• **Extract**:

━━━━━━━━━━

The title of this dual exhibition evokes an image just like a haunting cinematographic icon: a stage prompter sitting in a claustrophobic box in front of and slightly below the theater stage.
Curated by Edit Molnár & Marcel Schwierin
The title of this dual exhibition by Sven Johne and Jumana Manna evokes an image just like a haunting cinematographic icon: a stage prompter sitting in a claustrophobic box in front of and slightly below the theater stage. A small desk lamp casts light onto the page he is staring at while the reflection from the paper illuminates his troubled face. Something in the script is not quite right. Something is missing and the causal connections between events and characters seem out of joint, forging skepticism towards the coming pages...
The prompter's doubt as to the accuracy of the given script—a theater piece in its master narrative totality—is mirrored in the artistic practices of both Manna and Johne. This elementary doubt, fuelled by inquisitive curiosity, is that which gives way to alternate stories, opening up a space where history can be retold.
The Doubt of the Stage Prompter is the first comprehensive exhibition of selected video works by the artists, whose inventive languages engage in dialogue on storytelling, as well as the relation between history and fiction. Their works broadly question the construction of history; often an incomplete history missing countless voices and pages from the "script."

━━━━━━━━━━

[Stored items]
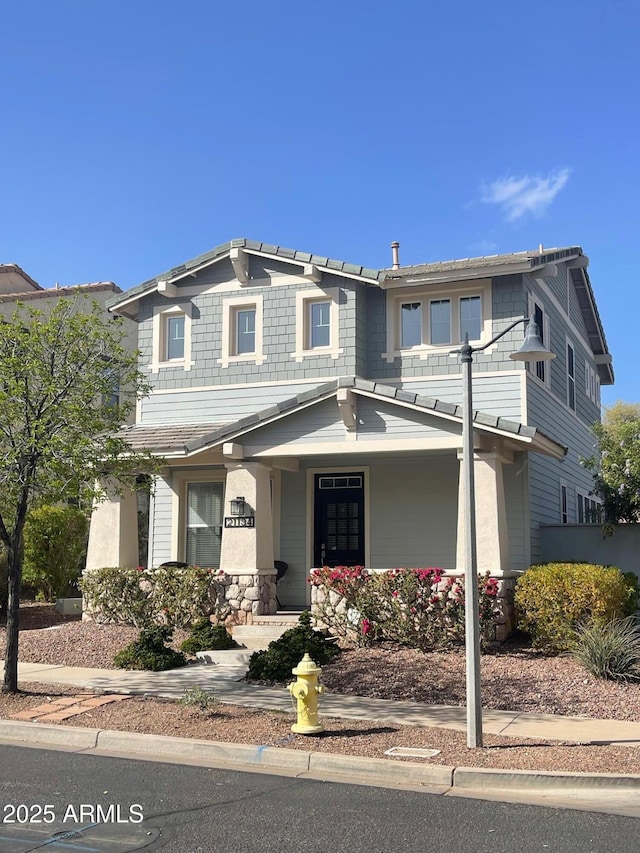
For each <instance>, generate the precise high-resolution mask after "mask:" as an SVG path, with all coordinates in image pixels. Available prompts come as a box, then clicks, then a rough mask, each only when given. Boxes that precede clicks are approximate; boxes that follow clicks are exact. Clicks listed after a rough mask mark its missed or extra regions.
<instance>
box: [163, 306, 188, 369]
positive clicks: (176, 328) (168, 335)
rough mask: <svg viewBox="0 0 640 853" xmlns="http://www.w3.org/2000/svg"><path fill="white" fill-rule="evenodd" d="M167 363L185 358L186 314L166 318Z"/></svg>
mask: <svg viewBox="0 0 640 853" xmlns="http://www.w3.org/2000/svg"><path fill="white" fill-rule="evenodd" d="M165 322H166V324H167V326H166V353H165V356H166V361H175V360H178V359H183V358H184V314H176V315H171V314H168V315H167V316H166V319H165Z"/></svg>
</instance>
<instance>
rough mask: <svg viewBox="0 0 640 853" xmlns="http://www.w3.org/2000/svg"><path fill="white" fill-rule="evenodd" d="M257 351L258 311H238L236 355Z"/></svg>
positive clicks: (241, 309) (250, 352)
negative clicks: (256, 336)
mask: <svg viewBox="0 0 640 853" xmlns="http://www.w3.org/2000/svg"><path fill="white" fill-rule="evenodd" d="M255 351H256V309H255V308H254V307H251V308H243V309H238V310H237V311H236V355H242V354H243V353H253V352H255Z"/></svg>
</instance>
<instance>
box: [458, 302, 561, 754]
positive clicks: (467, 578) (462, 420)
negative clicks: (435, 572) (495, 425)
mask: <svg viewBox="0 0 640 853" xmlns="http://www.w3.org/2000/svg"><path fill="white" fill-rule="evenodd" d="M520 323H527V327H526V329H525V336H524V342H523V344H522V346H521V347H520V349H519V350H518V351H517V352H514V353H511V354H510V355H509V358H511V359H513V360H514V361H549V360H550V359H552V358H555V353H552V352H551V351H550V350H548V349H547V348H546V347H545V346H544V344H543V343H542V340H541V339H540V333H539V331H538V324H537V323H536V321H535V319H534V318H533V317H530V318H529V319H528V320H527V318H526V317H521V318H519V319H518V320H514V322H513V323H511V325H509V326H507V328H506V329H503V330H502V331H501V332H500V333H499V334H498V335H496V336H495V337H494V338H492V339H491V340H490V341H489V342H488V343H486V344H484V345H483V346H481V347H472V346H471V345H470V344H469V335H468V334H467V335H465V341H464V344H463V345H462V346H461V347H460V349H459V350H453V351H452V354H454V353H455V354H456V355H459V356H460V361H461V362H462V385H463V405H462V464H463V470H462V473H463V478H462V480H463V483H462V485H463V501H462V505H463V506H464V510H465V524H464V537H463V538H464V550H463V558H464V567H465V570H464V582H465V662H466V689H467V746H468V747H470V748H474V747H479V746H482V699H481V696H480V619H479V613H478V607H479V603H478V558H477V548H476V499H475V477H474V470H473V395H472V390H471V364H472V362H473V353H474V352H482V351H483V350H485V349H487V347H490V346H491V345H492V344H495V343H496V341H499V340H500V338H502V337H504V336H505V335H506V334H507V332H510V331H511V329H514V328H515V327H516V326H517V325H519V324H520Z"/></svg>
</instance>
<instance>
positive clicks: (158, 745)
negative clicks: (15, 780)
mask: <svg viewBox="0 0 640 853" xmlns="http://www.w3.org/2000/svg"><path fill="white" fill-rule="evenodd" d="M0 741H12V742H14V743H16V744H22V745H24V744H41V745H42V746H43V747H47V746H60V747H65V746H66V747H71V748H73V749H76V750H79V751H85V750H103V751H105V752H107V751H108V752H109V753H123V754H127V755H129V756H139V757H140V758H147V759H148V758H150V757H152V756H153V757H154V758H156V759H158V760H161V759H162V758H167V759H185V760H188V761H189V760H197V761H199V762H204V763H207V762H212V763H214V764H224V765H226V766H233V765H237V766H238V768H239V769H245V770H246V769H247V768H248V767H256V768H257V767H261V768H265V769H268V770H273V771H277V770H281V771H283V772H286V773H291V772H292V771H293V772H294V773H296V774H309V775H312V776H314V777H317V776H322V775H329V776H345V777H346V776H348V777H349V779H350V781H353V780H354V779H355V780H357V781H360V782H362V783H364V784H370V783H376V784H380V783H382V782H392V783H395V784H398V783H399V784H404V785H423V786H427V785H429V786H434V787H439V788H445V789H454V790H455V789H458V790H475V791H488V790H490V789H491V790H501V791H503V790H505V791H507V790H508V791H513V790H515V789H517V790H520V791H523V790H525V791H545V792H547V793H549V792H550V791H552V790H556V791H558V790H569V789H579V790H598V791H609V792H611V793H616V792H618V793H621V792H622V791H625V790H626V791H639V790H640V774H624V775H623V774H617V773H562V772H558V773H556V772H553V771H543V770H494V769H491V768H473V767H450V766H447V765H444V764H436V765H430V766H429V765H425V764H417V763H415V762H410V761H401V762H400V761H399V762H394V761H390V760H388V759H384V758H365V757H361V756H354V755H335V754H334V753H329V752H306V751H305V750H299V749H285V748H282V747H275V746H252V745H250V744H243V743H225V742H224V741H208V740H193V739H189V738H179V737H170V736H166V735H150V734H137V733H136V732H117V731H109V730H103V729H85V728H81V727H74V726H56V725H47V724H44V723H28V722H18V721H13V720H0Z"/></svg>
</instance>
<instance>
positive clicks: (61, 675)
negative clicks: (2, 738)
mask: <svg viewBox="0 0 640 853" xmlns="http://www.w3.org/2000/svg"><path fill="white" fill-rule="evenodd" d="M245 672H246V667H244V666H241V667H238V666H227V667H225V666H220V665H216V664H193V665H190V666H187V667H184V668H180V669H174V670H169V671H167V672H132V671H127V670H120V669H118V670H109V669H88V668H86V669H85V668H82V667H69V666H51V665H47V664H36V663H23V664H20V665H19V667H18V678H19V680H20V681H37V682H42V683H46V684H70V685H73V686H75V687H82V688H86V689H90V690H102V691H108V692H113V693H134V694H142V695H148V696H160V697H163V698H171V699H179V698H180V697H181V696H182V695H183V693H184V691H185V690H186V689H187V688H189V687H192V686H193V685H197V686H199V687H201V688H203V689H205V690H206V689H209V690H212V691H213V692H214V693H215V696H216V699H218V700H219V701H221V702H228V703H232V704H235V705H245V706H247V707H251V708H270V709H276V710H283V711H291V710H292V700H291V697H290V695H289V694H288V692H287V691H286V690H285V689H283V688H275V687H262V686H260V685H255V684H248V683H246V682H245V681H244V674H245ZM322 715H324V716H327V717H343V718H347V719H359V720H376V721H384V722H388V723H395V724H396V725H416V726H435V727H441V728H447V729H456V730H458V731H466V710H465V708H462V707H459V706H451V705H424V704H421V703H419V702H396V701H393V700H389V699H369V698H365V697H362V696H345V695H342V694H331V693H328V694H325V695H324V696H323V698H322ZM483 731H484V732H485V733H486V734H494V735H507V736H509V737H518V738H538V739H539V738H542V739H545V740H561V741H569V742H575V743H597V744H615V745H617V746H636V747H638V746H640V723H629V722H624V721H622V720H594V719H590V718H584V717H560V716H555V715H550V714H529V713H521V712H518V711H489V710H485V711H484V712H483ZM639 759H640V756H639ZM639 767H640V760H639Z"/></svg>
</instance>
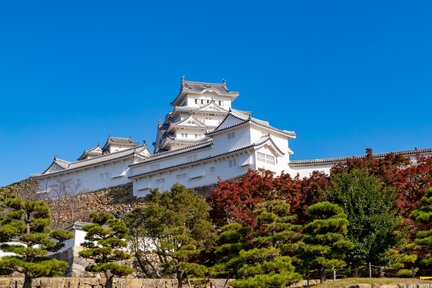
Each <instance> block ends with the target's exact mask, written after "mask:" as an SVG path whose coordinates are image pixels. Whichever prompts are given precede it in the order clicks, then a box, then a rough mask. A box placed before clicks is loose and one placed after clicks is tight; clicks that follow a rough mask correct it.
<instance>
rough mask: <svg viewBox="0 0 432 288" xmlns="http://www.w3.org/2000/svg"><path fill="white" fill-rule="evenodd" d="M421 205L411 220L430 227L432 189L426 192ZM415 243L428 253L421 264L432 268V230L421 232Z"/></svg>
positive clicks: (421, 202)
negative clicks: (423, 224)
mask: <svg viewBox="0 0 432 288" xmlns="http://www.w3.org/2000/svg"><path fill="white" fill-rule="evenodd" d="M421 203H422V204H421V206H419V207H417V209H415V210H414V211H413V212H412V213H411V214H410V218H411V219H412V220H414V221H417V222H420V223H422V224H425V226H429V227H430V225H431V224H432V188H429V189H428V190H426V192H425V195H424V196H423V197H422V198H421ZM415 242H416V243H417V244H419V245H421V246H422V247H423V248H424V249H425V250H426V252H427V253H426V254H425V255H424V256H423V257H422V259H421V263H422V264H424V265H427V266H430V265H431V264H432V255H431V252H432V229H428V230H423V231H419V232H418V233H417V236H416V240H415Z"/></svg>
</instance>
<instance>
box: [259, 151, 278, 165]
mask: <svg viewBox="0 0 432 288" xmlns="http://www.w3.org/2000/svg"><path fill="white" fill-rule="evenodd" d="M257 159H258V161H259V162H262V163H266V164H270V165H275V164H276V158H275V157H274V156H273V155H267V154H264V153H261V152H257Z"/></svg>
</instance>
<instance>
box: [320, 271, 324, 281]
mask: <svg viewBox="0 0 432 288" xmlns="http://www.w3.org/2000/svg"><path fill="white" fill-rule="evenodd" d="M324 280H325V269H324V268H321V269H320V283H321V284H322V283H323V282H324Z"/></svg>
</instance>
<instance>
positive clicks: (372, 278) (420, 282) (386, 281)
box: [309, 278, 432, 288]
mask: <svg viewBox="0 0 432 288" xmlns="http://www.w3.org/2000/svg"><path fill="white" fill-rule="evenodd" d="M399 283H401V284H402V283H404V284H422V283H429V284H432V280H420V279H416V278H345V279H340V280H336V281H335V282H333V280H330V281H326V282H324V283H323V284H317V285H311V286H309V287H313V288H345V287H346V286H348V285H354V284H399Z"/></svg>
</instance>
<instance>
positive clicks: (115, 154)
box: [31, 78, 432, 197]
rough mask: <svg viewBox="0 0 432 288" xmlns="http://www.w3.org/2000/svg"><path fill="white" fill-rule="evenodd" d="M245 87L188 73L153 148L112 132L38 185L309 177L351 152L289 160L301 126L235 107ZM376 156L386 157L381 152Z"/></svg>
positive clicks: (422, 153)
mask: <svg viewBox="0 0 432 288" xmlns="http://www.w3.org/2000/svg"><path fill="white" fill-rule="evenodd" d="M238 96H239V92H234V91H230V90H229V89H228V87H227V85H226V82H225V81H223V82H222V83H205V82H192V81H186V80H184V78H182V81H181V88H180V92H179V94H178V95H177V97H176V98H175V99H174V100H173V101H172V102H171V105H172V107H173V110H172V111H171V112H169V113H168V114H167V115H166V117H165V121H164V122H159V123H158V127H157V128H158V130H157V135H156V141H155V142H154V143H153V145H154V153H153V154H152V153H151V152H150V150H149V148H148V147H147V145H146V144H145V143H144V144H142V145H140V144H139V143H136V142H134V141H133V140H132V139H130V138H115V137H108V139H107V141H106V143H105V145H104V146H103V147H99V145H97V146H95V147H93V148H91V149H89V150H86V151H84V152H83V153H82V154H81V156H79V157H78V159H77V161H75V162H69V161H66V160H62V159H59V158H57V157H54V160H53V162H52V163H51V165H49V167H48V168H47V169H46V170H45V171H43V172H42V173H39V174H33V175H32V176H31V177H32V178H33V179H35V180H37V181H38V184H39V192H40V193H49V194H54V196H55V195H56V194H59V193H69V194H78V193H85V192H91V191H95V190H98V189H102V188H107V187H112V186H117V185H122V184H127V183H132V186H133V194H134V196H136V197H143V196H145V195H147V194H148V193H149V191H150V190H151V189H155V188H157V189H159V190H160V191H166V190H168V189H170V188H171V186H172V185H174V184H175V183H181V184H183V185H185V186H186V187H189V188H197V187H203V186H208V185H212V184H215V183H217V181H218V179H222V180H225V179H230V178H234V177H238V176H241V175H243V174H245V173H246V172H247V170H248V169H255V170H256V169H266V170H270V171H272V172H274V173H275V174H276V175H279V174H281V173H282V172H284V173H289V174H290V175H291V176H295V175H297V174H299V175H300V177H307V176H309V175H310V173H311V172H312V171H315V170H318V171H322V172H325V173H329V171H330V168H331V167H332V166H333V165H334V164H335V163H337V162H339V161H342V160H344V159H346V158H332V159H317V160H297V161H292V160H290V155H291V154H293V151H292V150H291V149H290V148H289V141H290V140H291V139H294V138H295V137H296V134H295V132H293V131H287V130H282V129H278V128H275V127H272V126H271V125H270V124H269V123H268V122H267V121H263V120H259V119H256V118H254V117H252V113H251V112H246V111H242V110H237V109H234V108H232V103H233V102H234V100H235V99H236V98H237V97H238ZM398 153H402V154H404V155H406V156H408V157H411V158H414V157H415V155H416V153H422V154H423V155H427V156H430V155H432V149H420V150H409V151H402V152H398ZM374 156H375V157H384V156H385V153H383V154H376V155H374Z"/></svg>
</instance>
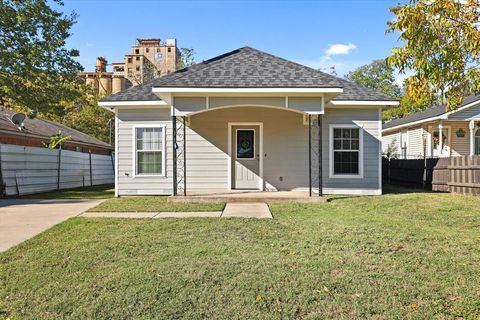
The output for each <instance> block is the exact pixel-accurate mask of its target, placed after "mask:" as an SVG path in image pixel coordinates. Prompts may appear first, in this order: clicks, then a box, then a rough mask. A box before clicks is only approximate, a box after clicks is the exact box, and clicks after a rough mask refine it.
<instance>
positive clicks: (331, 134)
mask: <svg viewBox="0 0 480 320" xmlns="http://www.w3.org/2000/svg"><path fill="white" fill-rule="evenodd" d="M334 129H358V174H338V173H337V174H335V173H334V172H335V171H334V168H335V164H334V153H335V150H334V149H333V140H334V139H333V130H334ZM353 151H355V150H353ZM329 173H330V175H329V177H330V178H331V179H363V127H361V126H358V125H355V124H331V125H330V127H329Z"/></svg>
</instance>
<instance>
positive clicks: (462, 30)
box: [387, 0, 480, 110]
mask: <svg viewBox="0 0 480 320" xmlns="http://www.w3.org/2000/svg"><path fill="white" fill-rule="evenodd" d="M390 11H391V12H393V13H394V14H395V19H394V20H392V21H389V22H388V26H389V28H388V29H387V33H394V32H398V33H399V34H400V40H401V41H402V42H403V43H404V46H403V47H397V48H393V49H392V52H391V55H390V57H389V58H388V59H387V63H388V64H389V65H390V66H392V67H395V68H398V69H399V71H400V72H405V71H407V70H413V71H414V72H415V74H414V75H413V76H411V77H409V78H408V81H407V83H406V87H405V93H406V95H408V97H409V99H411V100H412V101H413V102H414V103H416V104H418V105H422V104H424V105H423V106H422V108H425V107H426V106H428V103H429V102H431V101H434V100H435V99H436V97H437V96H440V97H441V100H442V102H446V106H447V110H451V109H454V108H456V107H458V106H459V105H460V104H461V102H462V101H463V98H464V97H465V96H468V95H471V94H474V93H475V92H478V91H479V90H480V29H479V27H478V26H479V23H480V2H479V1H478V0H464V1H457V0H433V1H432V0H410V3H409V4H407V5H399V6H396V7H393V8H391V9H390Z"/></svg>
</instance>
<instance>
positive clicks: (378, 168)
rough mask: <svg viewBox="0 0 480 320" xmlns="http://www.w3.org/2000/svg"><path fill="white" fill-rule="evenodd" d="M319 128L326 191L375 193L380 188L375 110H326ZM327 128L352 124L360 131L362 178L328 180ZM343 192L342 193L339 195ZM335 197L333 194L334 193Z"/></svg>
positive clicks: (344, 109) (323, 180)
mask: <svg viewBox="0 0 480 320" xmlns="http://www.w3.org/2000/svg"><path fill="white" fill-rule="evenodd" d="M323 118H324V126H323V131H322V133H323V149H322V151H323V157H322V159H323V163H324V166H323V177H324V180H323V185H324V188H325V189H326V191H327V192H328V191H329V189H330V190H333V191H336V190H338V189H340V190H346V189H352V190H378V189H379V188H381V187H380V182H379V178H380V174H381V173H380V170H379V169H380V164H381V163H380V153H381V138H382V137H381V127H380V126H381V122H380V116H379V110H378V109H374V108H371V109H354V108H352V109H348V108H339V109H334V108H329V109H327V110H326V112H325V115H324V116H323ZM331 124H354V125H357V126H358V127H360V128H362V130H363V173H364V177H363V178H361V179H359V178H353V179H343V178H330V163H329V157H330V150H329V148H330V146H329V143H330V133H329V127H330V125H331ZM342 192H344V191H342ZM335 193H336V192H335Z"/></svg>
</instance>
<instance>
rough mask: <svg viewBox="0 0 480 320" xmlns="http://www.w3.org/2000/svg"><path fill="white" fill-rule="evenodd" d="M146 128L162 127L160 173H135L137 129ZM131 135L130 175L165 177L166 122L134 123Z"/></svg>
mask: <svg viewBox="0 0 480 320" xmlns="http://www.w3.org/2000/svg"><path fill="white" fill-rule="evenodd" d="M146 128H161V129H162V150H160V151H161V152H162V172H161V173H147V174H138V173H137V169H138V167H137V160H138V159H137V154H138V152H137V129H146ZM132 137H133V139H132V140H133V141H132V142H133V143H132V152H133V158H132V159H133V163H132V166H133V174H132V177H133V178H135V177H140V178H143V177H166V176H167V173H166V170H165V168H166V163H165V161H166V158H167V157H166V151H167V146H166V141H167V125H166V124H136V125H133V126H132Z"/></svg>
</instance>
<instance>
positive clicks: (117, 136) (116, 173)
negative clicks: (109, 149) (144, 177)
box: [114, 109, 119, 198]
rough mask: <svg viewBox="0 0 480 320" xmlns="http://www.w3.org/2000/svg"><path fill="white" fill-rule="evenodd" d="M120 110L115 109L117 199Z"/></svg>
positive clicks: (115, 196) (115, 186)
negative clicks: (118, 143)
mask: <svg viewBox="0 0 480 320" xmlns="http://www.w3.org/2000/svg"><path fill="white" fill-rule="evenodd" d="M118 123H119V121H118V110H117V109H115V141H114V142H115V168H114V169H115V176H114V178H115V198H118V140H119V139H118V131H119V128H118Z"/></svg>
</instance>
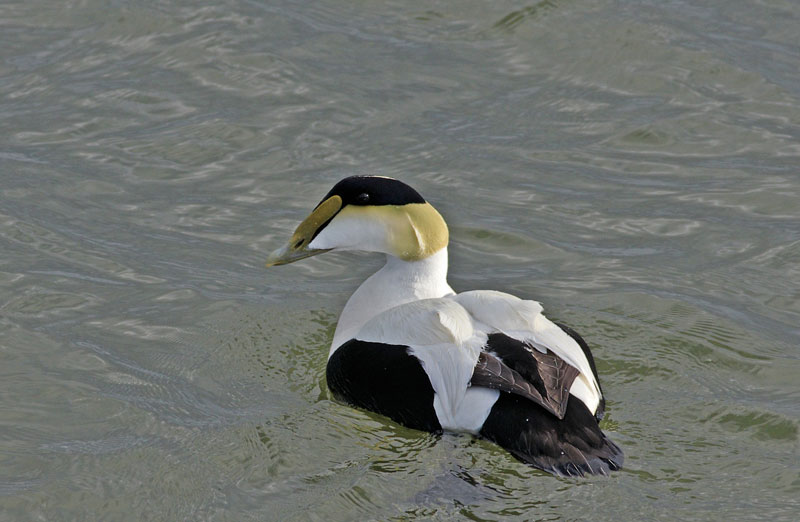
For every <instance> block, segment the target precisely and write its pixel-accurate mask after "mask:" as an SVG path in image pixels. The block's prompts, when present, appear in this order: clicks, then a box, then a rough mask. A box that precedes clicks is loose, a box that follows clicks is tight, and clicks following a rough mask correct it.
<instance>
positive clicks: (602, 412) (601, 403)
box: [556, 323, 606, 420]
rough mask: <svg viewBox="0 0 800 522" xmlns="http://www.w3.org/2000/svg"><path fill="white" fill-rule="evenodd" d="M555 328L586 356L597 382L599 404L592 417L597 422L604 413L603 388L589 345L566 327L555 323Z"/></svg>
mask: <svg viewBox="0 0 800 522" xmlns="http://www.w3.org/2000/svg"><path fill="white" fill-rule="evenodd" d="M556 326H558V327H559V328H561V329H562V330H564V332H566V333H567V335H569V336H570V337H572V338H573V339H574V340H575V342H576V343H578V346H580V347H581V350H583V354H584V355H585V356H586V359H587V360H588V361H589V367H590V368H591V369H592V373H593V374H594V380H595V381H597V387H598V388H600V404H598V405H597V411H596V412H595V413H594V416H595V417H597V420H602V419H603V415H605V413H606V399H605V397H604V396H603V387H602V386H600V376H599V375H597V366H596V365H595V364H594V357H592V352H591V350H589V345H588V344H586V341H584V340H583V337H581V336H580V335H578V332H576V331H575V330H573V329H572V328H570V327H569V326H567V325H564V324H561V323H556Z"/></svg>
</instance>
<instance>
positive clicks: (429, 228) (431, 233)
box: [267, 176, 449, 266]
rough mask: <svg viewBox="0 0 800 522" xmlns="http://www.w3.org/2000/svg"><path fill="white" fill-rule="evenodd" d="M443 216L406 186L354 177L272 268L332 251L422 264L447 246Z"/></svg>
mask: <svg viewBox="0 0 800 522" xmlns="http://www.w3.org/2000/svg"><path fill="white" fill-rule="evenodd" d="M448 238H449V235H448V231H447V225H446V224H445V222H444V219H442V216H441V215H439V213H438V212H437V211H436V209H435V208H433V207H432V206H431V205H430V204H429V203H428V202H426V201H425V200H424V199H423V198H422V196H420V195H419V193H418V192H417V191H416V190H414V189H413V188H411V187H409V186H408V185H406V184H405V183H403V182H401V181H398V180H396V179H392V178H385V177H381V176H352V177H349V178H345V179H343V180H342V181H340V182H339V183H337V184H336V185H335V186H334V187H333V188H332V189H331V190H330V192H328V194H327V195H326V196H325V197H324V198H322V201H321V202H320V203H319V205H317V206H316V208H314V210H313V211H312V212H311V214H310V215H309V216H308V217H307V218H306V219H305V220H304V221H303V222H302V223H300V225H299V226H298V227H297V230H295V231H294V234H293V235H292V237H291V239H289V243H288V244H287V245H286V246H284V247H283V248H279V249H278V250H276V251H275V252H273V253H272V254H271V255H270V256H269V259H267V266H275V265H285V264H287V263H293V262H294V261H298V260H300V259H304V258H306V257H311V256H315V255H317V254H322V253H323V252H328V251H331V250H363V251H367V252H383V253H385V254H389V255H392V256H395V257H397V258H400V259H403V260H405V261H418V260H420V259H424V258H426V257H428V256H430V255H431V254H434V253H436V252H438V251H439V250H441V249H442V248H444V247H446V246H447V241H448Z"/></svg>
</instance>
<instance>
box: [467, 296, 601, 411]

━━━━━━━━━━

• **Job 1**:
According to the exhibition text, who curated the show?
• **Job 2**:
Write the next paragraph of the exhibition text, picking up after its final sentence.

• **Written response 1**:
Edit Molnár and Marcel Schwierin curated it.

• **Written response 2**:
Both Jumana Manna and Sven Johne are enthralling storytellers with exacting skill to unravel expansive plots from within the tiniest of narrative details. The passion and dedication to the way history is narrated is further driven by their particular biographical perspectives. The artist's memories, lived experiences and historical knowledge can be said to "mature into fiction," in the words of the Bosnian-American author Aleksandar Hemon. This notion serves as an essential literary reference to The Doubt of the Stage Prompter in relation to the poetic ways Hemon deploys the complex relationship between truth and fiction without necessarily clear borders between the two.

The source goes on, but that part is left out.